EXERCISE AIM. Write out each record again exactly as it stands.

(Items from a data source)

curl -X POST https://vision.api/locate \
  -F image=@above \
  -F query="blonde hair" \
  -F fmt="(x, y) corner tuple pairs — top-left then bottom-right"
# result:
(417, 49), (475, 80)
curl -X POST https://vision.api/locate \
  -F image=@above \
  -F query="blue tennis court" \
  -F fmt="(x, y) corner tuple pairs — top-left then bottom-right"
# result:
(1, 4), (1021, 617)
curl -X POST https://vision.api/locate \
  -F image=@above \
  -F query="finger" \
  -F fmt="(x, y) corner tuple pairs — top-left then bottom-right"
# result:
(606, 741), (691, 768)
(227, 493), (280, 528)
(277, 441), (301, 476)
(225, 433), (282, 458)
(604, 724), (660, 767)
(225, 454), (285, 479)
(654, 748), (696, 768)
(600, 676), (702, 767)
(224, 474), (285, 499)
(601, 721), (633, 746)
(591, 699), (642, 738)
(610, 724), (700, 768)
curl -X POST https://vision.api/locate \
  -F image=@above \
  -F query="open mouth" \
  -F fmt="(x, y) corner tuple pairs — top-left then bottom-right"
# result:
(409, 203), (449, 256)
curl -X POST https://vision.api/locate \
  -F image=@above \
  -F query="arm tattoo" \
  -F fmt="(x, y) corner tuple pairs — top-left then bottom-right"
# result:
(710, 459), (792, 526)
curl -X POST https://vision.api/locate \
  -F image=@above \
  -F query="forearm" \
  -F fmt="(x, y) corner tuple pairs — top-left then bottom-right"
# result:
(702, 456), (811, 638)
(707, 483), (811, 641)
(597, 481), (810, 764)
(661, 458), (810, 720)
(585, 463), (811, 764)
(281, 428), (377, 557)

FINAL ANSWER.
curl -X POST https://vision.api/locate \
  -F image=@above \
  -F query="blonde hair" \
  -F fmt="(x, y) corner tuple pairs — top-left then bottom-right"
# result:
(417, 49), (475, 80)
curl -X POST https://vision.api/locate \
  -F image=@above \
  -F query="blue tennis court" \
  -F fmt="(x, y) corner tuple pairs — top-left then bottom-right"
# result:
(1, 4), (1021, 617)
curl -X POST https://vision.api/locate \
  -F image=@above \
  -F query="finger" \
  -F fmt="(x, y) corner tuple pairs — top-left then bottom-right"
# result:
(606, 741), (691, 768)
(227, 493), (280, 528)
(277, 441), (301, 476)
(225, 433), (282, 458)
(604, 724), (660, 767)
(225, 454), (285, 479)
(654, 748), (696, 768)
(600, 676), (702, 767)
(224, 474), (285, 499)
(601, 721), (633, 746)
(591, 699), (642, 738)
(610, 724), (700, 768)
curl -X POST https://vision.api/locate \
  -F image=@above \
  -F query="open mouth" \
  -F fmt="(x, y) corner tuple pairs — top-left then bottom-right"
# result:
(409, 203), (449, 256)
curl -X POST https://vision.api/locate \
  -F image=@above \
  -F query="arm tattoo" \
  -F fmt="(x, y) corner tuple pairs — top-left then bottom-right"
# result:
(710, 459), (792, 526)
curl -X POST https://vision.api/locate \
  -F image=@above \
  -F query="forearm" \
  -F fmt="(x, y) corner tuple pairs — top-left then bottom-right"
# result:
(702, 456), (811, 638)
(707, 483), (811, 641)
(597, 481), (810, 764)
(661, 458), (810, 720)
(585, 463), (811, 764)
(281, 428), (377, 557)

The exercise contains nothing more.